Reading text below:

= Janet Elizabeth Case =

British classical scholar

Janet Elizabeth Case (1863–1937) was a British classical scholar, tutor of ancient Greek, and women's rights advocate.

==Early life and education==

Case was born in Hampstead, London, in 1863, to William Arthur Case and Sarah Wolridge Stansfeld; she was the youngest of their six daughters. She was educated at Heath Brow, a co-educational school in Hampstead, and later studied classics at Girton College, Cambridge from 1881 to 1885, where she obtained a first in Part II of the tripos at a time when women were still denied a full degree from Cambridge; in 1907 she converted this to a Master of Arts when Trinity College, Dublin began to offer degrees to women who had qualified at Oxford and Cambridge.

End of Reading text.
Collected data below:

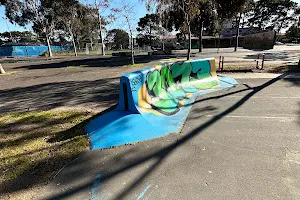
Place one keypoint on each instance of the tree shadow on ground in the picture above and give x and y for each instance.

End of Collected data.

◆ Activity 1:
Answer these questions from the text on Janet Elizabeth Case, one answer per line:
(a) Besides classical scholarship and Greek tutoring, what cause did Case advocate?
(b) How many daughters did her parents have?
(c) In 1907, what degree did her Cambridge result become?
◆ Activity 2: Continue the text on Janet Elizabeth Case from its final sentence.

◆ Answer section 1:
(a) Women's rights
(b) Six
(c) A Master of Arts

◆ Answer section 2:
In 1884 Case co-founded Girton College's classical club; she was an active participant in Cambridge productions of ancient Greek drama, taking the role of Electra in a Girton college production of 1883, and Athena in Aeschylus' Eumenides in the Cambridge Greek Play of 1885. She was the first female actor in the annual Cambridge Greek Play, an exception to the practice of using only male actors at that time; she was the only woman to be a cast-member of the Greek Play until 1950. Her performances in the plays made such an impact that she featured, dressed in Greek costume, in two illustrations of the first issue of The Woman's World. In her obituary in The Times, Virginia Woolf would later describe Case as "a noble Athena, breaking down the tradition that only men acted in the Greek play."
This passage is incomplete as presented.